● **The problem**
Retype the portion of the Sunaina Kejriwal biography starting at "Sunaina Kejriwal (née" and ending at "Daji Lad Museum.", with every word and punctuation mark unchanged.

- Born: 31 July 1971
- Died: 5 October 2024 (aged 53) Mumbai, India
- Occupation: Art curator
- Organization: Kamalnayan Bajaj Hall and Art Gallery
- Spouse: Manish Kejriwal
- Children: 2
- Father: Rahul Bajaj
- Relatives: See Bajaj Family

= Sunaina Kejriwal =

Indian art curator (1971–2024)

Sunaina Kejriwal (née Bajaj, 31 July 1971– 5 October 2024) was an Indian art curator.

== Early life and education ==
Kejriwal (nee Bajaj) was born to Rahul Bajaj and Ruparani Bajaj. She was the younger sister of billionaire businessmen Rajiv Bajaj and Sanjiv Bajaj and the great-granddaughter of founder Jamnalal Bajaj.

She graduated from SNDT Women's University in Pune with a degree in textiles and specialised in home science. She also completed courses in silk screen printing at Sophia College for Women and in Modern & Contemporary Indian Art and Curatorial Studies at Dr. Bhau Daji Lad Museum.

● **Provided material**
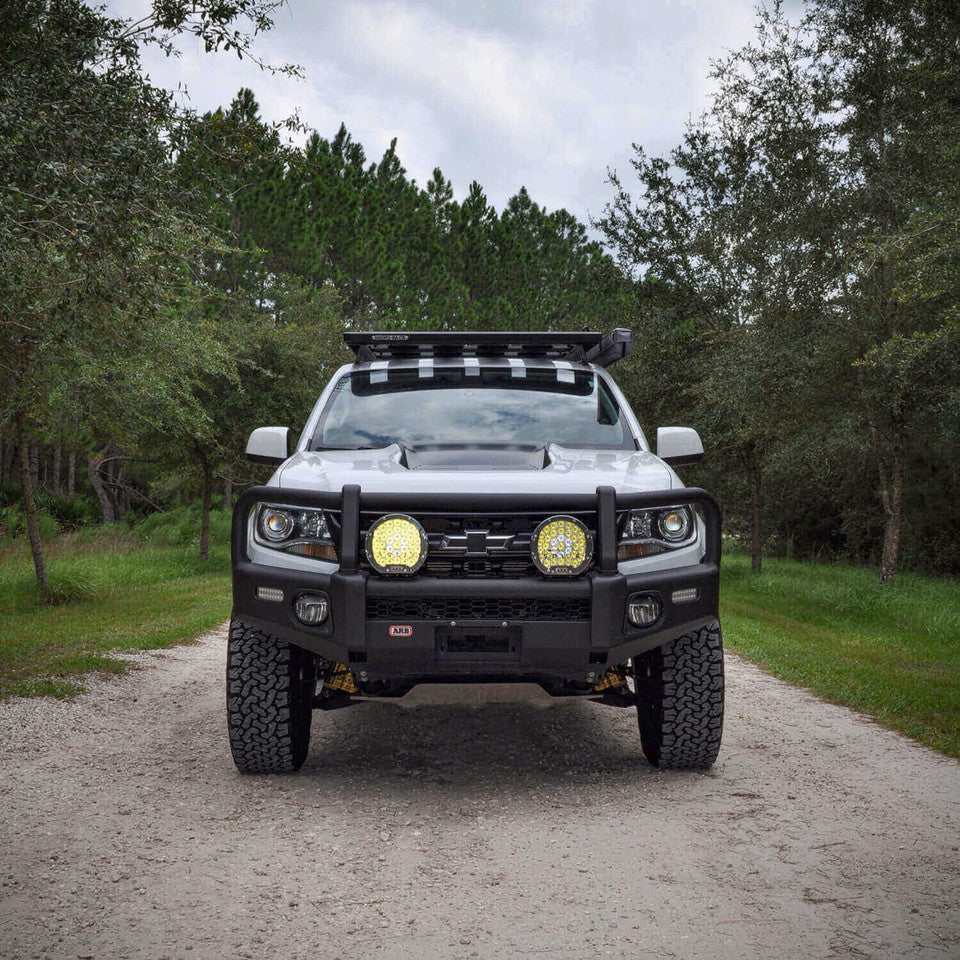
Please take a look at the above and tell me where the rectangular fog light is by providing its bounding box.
[257,587,283,602]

● **Task result**
Sunaina Kejriwal (née Bajaj, 31 July 1971– 5 October 2024) was an Indian art curator.

== Early life and education ==
Kejriwal (nee Bajaj) was born to Rahul Bajaj and Ruparani Bajaj. She was the younger sister of billionaire businessmen Rajiv Bajaj and Sanjiv Bajaj and the great-granddaughter of founder Jamnalal Bajaj.

She graduated from SNDT Women's University in Pune with a degree in textiles and specialised in home science. She also completed courses in silk screen printing at Sophia College for Women and in Modern & Contemporary Indian Art and Curatorial Studies at Dr. Bhau Daji Lad Museum.